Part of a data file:
** Begin **

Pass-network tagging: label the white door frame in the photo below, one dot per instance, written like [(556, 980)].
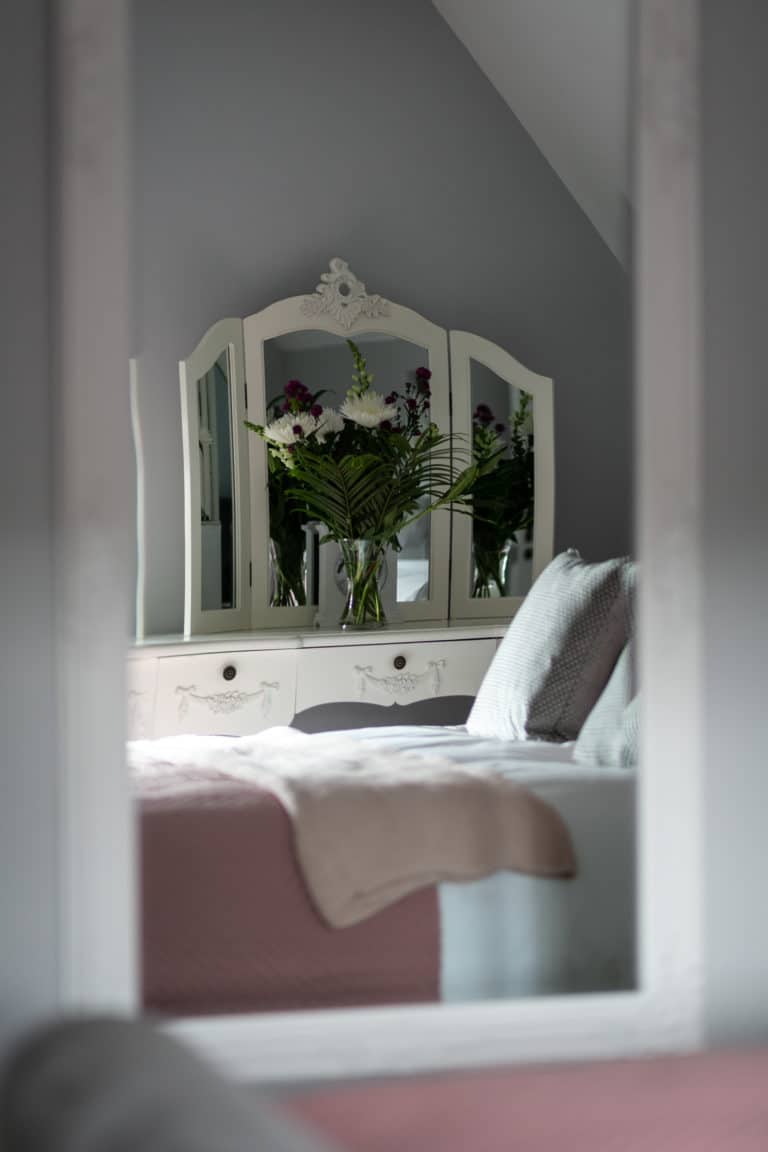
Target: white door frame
[(94, 524)]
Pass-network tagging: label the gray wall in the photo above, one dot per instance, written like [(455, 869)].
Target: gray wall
[(735, 194), (29, 961), (272, 136)]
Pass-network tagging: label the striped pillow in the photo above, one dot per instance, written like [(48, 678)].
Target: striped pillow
[(559, 651), (610, 735)]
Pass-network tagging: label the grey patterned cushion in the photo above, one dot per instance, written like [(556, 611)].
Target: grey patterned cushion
[(611, 732), (559, 651)]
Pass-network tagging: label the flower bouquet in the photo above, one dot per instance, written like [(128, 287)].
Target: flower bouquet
[(365, 472), (502, 492)]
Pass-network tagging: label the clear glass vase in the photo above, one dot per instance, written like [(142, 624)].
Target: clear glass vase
[(491, 561), (363, 569)]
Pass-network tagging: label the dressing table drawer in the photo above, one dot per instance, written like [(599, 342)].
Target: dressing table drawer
[(392, 673), (225, 692)]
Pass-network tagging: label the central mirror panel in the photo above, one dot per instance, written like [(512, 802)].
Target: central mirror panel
[(308, 358), (311, 372)]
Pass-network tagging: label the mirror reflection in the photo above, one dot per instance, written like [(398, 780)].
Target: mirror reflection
[(502, 495), (217, 490), (308, 374)]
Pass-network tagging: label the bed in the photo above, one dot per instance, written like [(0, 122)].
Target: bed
[(229, 926), (288, 871)]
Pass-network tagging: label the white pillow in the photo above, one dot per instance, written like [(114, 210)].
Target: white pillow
[(559, 651)]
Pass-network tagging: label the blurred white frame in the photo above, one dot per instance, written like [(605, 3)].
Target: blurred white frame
[(98, 851)]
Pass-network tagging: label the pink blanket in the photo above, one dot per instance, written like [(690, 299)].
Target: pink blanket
[(228, 925), (371, 827)]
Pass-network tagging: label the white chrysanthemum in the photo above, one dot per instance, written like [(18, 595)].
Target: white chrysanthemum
[(328, 424), (370, 409), (290, 427)]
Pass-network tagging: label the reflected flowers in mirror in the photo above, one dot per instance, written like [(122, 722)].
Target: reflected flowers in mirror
[(365, 471), (502, 492)]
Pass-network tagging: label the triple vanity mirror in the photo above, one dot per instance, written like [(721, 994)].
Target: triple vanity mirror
[(252, 561), (235, 909)]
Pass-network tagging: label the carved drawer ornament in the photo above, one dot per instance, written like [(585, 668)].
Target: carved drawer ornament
[(342, 296), (225, 703), (138, 713), (402, 683)]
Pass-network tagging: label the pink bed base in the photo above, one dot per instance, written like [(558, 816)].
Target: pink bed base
[(228, 925), (716, 1103)]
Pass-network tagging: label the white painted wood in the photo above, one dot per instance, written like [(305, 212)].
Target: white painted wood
[(673, 533), (94, 501), (141, 528), (369, 673), (225, 335), (196, 696), (142, 683), (464, 348), (319, 313), (180, 687)]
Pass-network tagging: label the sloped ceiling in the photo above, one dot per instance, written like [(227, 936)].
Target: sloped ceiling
[(562, 66)]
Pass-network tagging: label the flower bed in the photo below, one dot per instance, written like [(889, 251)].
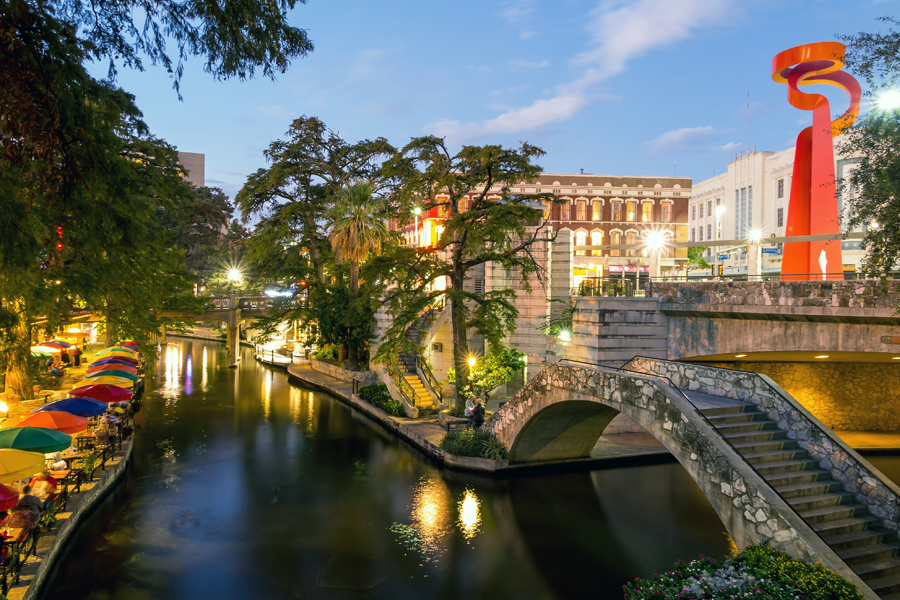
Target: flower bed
[(378, 395), (757, 572)]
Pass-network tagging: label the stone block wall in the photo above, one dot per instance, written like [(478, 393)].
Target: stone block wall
[(845, 465), (843, 396)]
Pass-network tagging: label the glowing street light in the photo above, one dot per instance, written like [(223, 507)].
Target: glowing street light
[(888, 100)]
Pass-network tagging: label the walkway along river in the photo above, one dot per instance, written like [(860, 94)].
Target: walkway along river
[(244, 486)]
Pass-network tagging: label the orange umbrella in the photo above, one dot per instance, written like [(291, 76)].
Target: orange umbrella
[(50, 419)]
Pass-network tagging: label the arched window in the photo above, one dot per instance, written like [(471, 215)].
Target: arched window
[(580, 240), (596, 240)]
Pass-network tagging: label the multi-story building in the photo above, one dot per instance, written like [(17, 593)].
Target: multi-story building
[(752, 195)]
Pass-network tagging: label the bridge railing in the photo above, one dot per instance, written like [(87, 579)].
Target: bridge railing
[(711, 426)]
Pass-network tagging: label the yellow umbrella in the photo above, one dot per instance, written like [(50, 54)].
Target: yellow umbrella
[(109, 379), (16, 465)]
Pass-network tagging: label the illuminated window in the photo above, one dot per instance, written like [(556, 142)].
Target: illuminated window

** End **

*INSTRUCTIONS FOR THE TASK:* List every line of the data from the one containing "Pass-network tagging: label the yellow" through the end of the data as a numbered list, leaving out any blank lines.

*ANSWER:*
1. Pass-network tagging: label the yellow umbrella in the photo above, one dot per instance, written like [(50, 54)].
2. Target: yellow umbrella
3. [(109, 379), (16, 465)]
4. Pass-network tagging: label the illuminated window in the photo above, one dot per instance, written like [(556, 142)].
5. Target: illuminated window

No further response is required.